SHORT EXERCISE A: Reproduce the passage on God and scientific knowledge below word for word, starting at "By way of response, I" and ending at "the scientific revolution.".

EXCERPTED TEXT:
By way of response, I came across  this quotation from physicist Luke Barnes, co-author of the wonderful book, A Fortunate Universe: Life in a Finely Tuned Cosmos. He speaks directly to this tendency on the part of atheists to assume that God retreats on the field of battle as scientific knowledge marches forward:

The relationship of God to the Universe is something like that of an author to a book. We won’t find J. K. Rowling in Hogwarts or Shakespeare in fair Verona. We can’t put the author out of a job by discovering a new character, or deciphering the plot, of finding the first page of the book, which reveals how the story started. This is not a hastily revised ‘modern’ God, retreating in the face of science. It predates the scientific revolution by a few thousand years, and for the most part was the worldview of the makers of the scientific revolution.
The Christian Philosopher of science and mathematician, John Lennox, makes a similar point in his book, God's Undertaker:
…understanding the mechanism by which a Ford car works is not in itself an argument for regarding Mr. Ford himself as non-existent. The existence of a mechanism is not in itself an argument for the non-existence of an agent who designed the mechanism.

MATERIAL PROVIDED:
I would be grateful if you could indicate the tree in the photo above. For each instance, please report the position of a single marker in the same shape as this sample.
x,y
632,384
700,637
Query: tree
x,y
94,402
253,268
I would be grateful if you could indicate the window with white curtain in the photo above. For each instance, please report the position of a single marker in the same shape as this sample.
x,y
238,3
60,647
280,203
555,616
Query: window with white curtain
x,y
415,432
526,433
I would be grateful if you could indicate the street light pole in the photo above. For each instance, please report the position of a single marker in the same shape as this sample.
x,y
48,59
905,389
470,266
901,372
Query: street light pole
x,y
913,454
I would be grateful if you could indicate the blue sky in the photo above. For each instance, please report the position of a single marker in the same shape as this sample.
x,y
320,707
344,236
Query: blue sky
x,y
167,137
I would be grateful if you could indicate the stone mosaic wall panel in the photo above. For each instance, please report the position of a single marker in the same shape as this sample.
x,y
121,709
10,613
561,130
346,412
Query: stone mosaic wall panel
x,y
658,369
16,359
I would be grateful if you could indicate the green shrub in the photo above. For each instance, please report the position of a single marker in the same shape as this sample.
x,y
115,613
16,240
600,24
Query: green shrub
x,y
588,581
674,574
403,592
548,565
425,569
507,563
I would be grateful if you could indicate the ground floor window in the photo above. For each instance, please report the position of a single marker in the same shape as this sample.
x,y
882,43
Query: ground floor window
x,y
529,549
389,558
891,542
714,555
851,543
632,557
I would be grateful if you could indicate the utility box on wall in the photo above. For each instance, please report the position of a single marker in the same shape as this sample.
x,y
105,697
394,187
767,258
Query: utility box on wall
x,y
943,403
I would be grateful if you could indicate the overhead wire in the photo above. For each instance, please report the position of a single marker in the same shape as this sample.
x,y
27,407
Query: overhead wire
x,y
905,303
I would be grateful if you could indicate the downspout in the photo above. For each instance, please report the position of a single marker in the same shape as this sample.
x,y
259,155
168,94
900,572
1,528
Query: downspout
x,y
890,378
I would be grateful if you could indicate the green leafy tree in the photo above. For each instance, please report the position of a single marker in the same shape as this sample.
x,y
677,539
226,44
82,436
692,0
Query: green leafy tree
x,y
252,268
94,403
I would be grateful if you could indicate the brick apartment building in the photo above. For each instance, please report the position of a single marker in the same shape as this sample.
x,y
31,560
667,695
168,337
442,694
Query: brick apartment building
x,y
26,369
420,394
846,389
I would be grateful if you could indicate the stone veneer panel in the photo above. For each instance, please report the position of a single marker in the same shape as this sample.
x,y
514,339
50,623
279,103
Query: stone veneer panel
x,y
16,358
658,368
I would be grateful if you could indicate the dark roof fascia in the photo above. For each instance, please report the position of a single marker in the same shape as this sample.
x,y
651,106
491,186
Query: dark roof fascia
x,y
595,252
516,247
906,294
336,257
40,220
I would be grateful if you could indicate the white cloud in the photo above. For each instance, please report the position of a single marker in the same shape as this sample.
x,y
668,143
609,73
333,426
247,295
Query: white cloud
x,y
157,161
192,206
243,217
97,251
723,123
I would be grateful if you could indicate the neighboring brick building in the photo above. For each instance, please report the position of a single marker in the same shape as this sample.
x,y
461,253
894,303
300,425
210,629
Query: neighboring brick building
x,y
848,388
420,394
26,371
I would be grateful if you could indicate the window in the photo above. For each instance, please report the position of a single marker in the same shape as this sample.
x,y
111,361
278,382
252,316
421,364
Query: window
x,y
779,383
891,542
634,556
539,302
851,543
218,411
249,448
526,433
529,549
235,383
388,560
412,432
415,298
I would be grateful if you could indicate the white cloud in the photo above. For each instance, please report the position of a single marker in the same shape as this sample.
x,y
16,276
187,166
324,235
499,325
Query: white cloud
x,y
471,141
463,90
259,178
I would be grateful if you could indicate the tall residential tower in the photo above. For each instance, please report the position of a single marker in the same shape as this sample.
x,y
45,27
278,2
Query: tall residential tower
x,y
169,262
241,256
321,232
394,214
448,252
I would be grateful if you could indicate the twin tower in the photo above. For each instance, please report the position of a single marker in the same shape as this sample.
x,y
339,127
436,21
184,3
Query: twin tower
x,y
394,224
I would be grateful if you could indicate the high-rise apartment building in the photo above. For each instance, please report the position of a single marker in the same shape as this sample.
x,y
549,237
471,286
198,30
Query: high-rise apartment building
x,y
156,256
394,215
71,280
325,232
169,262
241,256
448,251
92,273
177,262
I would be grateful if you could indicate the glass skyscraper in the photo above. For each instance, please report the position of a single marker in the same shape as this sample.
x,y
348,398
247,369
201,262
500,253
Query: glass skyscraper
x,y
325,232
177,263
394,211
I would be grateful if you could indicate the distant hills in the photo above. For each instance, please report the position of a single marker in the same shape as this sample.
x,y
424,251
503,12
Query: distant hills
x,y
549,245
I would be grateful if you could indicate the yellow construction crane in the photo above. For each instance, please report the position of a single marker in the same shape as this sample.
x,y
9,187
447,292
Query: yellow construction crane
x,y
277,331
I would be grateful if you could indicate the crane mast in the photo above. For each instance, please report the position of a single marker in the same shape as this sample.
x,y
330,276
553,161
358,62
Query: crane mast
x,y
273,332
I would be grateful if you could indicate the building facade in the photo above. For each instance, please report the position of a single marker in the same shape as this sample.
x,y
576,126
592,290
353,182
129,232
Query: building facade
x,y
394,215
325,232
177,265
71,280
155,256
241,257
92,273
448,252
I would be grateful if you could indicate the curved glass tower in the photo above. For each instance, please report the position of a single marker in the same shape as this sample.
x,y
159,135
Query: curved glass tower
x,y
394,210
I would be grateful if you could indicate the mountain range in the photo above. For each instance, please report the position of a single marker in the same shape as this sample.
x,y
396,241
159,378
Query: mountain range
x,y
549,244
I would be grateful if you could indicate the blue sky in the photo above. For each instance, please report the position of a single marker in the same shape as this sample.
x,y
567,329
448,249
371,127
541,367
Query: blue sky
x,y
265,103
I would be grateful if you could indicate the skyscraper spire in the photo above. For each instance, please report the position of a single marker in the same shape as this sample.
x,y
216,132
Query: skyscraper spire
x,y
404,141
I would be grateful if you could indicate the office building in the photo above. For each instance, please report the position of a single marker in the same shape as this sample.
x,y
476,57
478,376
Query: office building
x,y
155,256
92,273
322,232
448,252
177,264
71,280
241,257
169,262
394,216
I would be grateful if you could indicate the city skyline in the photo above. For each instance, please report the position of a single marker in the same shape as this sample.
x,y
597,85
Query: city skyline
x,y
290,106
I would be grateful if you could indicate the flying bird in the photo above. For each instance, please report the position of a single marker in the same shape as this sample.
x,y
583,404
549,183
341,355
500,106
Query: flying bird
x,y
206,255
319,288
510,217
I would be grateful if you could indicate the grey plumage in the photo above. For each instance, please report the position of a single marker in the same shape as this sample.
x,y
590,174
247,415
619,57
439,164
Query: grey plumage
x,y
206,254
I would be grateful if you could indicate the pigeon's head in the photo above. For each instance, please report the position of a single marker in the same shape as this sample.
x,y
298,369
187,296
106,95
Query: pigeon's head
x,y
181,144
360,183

SHORT EXERCISE B: Report every line in the records above that contains the string "downspout", copying each line in full.

RESPONSE A:
By way of response, I came across  this quotation from physicist Luke Barnes, co-author of the wonderful book, A Fortunate Universe: Life in a Finely Tuned Cosmos. He speaks directly to this tendency on the part of atheists to assume that God retreats on the field of battle as scientific knowledge marches forward:

The relationship of God to the Universe is something like that of an author to a book. We won’t find J. K. Rowling in Hogwarts or Shakespeare in fair Verona. We can’t put the author out of a job by discovering a new character, or deciphering the plot, of finding the first page of the book, which reveals how the story started. This is not a hastily revised ‘modern’ God, retreating in the face of science. It predates the scientific revolution by a few thousand years, and for the most part was the worldview of the makers of the scientific revolution.

RESPONSE B:
I would be grateful if you could indicate the downspout in the photo above. For each instance, please report the position of a single marker in the same shape as this sample.
Query: downspout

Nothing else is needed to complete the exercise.